- Exercise brief -
Please gather every line of the records below that contains the string "phrase", treating case as significant.

Contour labeling items
※ ※ ※

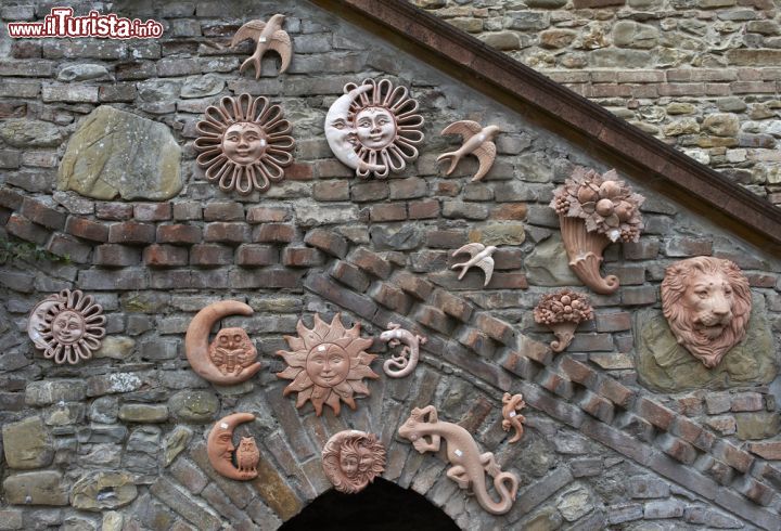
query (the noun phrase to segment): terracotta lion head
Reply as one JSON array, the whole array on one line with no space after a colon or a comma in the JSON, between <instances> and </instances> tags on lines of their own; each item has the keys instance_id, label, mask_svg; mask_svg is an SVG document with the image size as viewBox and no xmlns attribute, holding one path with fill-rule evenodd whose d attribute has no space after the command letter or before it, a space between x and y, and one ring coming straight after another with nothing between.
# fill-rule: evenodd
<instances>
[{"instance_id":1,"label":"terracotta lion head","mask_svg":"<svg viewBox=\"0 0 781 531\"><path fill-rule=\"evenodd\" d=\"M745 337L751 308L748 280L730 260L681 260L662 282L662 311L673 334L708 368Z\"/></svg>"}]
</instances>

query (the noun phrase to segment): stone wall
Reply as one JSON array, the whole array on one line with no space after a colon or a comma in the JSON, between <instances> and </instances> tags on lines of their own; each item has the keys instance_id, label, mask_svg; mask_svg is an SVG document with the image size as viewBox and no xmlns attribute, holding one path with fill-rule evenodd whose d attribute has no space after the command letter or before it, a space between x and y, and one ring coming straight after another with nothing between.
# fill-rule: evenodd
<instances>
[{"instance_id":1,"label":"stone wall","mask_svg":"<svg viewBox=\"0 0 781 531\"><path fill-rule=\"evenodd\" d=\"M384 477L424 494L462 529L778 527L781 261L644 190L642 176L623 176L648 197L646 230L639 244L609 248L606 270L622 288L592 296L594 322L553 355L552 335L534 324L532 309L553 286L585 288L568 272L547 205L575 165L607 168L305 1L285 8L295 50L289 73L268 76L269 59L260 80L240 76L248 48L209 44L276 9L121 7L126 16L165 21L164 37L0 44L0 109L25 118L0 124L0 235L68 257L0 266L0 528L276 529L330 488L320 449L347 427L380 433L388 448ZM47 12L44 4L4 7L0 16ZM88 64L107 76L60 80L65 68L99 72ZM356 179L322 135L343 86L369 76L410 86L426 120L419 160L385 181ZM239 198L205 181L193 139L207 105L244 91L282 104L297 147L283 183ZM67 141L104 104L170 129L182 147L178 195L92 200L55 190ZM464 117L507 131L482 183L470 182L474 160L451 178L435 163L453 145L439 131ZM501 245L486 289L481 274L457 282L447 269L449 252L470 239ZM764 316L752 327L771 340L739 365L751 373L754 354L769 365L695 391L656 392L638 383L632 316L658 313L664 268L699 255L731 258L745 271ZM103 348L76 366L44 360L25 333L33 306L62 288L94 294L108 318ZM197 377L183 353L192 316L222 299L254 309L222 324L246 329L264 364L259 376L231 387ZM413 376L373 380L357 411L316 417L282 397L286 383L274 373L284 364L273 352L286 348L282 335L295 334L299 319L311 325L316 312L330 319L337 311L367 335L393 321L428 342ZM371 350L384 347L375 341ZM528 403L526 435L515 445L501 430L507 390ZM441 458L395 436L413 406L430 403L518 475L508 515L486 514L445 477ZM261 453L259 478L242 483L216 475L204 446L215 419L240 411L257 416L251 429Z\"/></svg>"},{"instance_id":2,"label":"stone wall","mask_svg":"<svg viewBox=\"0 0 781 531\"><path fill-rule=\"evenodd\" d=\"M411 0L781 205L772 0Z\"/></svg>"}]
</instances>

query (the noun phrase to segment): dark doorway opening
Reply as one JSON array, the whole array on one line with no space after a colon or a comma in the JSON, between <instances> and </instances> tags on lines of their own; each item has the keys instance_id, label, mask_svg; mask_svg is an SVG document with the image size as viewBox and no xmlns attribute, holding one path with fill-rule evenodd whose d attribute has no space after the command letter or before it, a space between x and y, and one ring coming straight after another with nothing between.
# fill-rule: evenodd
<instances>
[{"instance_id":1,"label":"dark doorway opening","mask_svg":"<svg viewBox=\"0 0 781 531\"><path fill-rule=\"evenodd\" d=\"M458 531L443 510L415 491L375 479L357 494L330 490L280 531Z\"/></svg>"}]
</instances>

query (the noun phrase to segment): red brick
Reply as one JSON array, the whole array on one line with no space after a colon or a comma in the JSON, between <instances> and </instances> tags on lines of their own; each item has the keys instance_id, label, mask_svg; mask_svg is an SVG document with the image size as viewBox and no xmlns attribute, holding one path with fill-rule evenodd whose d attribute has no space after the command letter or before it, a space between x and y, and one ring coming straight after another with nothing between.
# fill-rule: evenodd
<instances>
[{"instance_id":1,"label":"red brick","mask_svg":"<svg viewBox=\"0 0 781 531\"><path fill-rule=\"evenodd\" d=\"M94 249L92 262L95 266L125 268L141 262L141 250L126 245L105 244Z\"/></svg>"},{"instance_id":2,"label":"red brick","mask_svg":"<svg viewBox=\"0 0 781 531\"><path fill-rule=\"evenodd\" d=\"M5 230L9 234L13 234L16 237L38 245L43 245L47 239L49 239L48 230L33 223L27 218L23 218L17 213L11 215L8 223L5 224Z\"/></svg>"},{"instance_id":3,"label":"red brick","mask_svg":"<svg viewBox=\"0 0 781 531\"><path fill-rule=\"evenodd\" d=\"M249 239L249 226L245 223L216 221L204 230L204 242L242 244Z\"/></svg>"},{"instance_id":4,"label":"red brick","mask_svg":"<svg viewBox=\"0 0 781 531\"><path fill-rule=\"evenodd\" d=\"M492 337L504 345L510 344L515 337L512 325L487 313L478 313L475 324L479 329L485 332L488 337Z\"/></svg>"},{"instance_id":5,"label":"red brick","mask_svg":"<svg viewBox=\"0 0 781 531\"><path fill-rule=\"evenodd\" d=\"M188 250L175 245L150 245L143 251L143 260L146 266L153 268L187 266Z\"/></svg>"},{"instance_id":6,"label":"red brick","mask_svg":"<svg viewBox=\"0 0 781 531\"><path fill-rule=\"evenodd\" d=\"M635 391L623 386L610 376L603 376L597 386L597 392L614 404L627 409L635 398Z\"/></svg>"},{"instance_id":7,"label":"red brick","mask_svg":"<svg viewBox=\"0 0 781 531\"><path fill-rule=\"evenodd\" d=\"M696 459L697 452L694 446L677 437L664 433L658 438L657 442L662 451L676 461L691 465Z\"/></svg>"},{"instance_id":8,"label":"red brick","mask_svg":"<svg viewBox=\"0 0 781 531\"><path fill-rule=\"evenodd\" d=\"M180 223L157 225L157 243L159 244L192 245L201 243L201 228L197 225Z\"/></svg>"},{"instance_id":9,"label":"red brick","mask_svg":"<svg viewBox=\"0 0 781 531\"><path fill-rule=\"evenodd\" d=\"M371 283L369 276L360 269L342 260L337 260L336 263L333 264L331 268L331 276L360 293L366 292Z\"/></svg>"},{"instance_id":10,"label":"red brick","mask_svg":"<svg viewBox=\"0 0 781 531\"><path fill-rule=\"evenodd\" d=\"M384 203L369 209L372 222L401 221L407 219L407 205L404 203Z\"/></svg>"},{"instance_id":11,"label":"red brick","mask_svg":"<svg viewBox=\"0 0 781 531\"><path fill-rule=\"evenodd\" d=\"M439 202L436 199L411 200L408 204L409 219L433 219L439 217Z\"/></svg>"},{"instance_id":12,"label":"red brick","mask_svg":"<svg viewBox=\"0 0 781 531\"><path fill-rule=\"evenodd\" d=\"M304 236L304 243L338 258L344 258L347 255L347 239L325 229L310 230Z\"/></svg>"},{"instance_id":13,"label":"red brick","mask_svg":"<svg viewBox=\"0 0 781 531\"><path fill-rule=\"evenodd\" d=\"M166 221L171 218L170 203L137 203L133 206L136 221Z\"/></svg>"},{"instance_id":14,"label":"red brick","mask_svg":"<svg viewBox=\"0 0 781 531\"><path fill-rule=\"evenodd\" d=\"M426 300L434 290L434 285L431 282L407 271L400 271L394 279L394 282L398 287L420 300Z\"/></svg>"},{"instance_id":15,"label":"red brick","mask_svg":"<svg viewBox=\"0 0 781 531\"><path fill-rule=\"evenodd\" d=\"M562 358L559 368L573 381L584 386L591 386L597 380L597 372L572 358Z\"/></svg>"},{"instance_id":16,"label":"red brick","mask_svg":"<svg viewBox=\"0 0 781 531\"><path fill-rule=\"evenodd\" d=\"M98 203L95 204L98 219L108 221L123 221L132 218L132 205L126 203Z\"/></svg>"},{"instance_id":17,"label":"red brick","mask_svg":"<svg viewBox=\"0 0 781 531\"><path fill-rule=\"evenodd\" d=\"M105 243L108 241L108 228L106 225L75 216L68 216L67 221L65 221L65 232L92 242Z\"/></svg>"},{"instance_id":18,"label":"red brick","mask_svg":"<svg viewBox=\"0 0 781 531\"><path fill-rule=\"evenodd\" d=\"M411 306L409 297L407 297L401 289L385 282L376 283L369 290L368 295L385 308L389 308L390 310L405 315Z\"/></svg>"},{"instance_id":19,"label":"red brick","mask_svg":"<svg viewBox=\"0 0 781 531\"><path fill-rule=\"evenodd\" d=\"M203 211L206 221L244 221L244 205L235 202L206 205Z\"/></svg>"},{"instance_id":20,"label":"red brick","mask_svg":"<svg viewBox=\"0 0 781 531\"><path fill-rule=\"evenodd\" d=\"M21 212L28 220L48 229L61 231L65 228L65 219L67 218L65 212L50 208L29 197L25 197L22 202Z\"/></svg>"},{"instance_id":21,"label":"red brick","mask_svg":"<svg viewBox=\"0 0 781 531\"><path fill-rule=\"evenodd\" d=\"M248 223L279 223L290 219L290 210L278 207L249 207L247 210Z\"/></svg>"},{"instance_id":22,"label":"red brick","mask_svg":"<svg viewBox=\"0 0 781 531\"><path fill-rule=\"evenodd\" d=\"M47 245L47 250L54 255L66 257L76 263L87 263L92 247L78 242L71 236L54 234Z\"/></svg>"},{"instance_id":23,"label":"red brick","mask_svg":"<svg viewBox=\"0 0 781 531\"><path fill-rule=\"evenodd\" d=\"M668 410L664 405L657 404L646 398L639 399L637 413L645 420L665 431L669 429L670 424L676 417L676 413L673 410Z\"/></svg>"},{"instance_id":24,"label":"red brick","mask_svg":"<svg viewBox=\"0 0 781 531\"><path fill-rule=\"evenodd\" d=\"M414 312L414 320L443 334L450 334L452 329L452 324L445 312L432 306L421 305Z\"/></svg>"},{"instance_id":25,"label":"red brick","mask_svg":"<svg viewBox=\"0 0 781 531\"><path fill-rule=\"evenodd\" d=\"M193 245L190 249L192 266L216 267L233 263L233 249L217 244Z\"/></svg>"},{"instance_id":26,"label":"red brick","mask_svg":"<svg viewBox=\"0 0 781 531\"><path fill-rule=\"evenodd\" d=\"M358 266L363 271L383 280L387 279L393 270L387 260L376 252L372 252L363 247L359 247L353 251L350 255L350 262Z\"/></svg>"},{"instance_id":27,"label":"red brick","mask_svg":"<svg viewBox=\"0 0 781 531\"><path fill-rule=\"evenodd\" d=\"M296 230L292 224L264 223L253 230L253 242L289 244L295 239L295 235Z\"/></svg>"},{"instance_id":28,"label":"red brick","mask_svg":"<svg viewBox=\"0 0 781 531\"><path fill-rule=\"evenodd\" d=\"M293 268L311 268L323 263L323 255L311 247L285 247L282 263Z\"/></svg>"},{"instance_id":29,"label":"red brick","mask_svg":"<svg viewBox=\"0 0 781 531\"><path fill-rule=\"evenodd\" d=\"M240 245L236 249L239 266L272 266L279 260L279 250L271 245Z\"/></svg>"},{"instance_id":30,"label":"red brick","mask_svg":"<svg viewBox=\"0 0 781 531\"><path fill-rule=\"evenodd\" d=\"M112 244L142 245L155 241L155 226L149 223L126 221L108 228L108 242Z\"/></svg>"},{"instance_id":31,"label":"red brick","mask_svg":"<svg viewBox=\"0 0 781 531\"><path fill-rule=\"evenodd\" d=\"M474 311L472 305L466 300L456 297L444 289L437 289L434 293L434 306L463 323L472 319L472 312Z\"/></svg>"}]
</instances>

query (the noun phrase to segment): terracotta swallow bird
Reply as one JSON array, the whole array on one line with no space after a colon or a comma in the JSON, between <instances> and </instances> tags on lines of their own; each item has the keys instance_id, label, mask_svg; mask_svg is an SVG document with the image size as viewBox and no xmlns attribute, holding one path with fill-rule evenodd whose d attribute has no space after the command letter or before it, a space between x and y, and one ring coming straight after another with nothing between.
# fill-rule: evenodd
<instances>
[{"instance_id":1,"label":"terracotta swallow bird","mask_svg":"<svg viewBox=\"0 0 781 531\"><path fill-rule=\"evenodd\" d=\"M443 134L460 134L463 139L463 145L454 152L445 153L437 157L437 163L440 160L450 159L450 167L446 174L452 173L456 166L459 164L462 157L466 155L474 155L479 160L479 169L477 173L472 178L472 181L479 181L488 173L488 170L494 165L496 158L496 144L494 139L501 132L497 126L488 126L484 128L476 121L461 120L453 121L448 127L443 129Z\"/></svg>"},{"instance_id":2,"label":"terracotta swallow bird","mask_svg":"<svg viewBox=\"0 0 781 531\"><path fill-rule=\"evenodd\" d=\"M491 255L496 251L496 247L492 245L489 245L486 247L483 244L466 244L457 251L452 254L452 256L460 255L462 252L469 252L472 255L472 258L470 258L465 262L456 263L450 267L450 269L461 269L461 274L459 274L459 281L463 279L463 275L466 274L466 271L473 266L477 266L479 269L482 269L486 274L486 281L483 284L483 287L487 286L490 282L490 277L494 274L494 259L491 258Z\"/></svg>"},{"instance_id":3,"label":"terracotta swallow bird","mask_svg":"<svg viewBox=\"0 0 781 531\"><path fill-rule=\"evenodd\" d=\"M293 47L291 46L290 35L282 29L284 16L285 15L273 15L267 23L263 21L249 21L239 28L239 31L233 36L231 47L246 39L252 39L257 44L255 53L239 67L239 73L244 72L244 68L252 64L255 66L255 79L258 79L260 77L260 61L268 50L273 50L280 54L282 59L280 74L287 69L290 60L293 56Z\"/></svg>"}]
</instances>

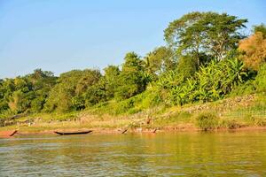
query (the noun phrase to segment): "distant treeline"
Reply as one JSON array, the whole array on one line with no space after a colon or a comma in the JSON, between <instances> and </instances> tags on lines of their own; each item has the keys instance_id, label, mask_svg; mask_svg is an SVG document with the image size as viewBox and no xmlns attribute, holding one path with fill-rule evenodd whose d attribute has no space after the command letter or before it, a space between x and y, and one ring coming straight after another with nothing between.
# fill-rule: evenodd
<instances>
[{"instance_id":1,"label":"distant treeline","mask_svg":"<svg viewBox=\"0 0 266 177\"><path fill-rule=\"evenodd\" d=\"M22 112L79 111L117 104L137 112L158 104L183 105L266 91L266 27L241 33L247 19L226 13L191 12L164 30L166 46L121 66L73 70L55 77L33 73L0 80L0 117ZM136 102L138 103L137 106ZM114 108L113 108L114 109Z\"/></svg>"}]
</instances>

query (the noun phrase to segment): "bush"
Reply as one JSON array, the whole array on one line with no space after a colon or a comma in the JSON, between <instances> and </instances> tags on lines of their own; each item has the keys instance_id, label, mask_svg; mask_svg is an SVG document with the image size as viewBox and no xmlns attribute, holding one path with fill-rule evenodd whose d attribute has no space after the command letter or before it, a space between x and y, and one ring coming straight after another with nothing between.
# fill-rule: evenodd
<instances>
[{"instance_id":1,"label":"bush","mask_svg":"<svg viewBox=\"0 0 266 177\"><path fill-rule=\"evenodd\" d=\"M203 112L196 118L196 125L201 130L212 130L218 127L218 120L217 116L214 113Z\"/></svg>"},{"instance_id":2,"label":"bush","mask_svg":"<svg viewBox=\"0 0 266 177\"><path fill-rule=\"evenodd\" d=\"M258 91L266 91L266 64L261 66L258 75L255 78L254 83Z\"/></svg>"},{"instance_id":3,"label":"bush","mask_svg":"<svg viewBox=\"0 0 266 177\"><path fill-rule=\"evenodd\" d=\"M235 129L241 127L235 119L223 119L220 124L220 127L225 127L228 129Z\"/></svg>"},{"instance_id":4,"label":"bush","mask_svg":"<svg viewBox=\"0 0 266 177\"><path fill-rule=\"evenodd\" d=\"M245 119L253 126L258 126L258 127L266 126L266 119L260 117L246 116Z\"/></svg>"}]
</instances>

※ ※ ※

- Solution to this problem -
query (the noun phrase to segment): terracotta lion head
query (the noun phrase to segment): stone wall
query (the noun phrase to segment): dark doorway opening
query (the noun phrase to segment): red brick
query (the noun phrase to segment): terracotta swallow bird
query (the noun phrase to segment): "distant treeline"
query (the noun phrase to segment): "bush"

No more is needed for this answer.